- [TASK PROMPT]
Reproduce the lines starting at the line containing "snow-covered pine tree" and ending at the line containing "[[[193,1],[0,1],[0,163],[45,185],[132,165],[122,111],[200,65]]]", substituting "fir tree" for "pine tree" and keeping everything else unchanged.

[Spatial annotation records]

• • •

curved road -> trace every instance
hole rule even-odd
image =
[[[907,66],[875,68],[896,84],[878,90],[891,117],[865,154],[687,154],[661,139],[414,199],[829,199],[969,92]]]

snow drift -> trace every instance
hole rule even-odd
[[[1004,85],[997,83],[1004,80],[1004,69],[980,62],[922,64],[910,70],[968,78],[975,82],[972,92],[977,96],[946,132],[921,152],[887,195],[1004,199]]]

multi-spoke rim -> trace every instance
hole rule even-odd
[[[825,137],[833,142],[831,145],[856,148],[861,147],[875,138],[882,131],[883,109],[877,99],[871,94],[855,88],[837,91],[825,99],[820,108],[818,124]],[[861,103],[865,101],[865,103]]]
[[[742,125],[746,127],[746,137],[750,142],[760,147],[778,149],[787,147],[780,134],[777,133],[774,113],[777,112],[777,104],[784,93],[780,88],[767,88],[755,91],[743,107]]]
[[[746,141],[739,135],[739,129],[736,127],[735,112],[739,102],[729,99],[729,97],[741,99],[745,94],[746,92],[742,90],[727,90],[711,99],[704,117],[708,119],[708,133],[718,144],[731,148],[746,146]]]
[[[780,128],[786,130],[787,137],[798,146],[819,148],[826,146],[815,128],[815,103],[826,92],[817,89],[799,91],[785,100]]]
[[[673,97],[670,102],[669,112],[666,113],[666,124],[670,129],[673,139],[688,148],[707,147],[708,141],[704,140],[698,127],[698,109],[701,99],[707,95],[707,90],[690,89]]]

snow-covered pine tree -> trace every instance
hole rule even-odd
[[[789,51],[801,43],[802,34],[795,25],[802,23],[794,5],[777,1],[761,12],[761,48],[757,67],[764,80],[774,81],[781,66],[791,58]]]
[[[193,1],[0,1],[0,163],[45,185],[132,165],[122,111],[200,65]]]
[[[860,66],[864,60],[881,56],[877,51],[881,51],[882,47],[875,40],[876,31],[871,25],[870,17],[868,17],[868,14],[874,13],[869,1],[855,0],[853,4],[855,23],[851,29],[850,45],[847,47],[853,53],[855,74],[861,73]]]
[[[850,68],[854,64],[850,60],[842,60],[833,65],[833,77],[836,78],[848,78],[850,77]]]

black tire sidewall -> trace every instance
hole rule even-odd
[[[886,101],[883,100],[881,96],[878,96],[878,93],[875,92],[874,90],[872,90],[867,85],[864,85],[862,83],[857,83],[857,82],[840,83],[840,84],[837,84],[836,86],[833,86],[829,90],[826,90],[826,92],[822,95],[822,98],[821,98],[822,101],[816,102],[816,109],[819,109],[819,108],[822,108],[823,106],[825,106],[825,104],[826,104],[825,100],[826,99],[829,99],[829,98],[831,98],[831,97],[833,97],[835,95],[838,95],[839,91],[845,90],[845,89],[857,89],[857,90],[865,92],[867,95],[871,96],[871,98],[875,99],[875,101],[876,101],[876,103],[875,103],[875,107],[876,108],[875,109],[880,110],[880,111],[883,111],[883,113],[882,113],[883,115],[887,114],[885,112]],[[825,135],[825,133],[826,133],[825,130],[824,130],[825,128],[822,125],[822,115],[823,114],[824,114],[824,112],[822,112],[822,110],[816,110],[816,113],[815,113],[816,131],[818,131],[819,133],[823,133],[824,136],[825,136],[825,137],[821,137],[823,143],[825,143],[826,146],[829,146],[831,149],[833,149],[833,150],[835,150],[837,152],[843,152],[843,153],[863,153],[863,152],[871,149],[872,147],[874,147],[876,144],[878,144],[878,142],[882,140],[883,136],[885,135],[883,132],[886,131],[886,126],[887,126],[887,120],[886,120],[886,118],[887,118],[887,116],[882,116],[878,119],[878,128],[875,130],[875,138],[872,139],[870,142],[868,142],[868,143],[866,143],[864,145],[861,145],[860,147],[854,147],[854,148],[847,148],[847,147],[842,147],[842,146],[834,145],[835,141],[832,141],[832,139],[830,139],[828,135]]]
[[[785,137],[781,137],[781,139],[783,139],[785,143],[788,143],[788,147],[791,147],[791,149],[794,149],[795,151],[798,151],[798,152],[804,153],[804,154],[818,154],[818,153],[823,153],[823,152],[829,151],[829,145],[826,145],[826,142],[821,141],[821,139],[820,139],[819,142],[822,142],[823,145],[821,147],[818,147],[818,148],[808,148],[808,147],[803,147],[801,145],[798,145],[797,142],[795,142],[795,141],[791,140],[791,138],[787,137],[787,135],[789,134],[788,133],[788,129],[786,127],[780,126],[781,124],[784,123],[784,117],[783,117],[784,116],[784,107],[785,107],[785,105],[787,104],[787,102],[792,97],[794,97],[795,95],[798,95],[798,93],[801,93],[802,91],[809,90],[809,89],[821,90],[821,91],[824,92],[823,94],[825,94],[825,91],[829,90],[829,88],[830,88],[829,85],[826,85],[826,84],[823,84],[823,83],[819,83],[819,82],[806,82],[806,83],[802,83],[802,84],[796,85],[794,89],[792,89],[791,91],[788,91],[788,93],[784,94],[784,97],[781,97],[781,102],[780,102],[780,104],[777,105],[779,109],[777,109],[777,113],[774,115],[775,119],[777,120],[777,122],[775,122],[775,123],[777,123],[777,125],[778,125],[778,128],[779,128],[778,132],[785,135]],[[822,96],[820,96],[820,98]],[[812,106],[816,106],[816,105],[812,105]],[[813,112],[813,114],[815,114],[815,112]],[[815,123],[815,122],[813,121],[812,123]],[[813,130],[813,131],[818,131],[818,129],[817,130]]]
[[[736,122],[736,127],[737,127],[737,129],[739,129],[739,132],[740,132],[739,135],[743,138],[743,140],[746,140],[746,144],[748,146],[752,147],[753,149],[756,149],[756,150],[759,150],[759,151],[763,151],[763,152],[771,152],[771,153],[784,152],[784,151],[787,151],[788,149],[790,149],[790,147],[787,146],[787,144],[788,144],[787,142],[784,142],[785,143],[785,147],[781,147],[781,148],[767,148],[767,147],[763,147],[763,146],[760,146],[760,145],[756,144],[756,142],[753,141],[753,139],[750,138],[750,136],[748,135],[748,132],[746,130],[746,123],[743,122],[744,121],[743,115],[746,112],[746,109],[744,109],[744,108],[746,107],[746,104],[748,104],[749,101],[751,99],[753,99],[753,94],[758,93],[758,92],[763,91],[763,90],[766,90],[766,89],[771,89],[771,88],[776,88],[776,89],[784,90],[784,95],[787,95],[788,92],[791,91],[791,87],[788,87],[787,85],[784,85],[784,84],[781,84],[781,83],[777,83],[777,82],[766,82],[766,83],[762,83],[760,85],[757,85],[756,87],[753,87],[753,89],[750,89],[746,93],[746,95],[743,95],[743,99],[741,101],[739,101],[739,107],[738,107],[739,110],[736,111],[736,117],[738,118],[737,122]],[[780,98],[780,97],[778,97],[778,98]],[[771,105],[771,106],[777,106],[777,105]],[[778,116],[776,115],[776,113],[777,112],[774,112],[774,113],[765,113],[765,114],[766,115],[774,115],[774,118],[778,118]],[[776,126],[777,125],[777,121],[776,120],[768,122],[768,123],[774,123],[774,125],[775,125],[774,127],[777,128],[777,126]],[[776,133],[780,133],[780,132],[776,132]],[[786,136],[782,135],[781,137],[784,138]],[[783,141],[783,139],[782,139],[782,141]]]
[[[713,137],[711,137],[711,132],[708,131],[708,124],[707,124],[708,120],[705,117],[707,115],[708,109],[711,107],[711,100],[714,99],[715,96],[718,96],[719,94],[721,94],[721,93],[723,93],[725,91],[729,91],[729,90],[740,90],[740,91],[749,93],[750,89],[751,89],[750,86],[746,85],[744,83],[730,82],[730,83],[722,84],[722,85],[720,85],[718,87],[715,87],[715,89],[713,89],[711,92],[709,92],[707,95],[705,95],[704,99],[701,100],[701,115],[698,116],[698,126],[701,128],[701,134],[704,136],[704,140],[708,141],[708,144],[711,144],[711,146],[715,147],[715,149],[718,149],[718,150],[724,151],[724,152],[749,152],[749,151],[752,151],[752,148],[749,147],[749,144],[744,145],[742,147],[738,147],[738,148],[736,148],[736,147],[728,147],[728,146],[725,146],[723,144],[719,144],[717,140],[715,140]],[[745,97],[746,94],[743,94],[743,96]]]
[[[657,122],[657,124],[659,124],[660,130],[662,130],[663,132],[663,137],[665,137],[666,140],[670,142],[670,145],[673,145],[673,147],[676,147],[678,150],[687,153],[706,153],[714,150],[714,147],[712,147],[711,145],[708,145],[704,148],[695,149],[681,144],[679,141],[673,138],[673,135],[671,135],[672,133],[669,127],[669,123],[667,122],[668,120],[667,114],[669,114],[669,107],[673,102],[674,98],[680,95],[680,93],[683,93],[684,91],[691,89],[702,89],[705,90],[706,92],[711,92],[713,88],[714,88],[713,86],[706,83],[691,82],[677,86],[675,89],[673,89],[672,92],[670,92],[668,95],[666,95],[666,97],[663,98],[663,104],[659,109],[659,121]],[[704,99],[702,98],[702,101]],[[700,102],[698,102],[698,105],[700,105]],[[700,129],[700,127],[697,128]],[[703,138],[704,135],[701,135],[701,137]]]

• • •

- [WRITTEN ANSWER]
snow-covered fir tree -> trace every instance
hole rule even-odd
[[[789,51],[801,43],[802,34],[795,25],[802,23],[794,5],[777,1],[761,12],[761,48],[757,67],[764,80],[774,81],[781,66],[791,58]]]
[[[193,1],[0,1],[0,163],[45,185],[132,165],[122,111],[200,65]]]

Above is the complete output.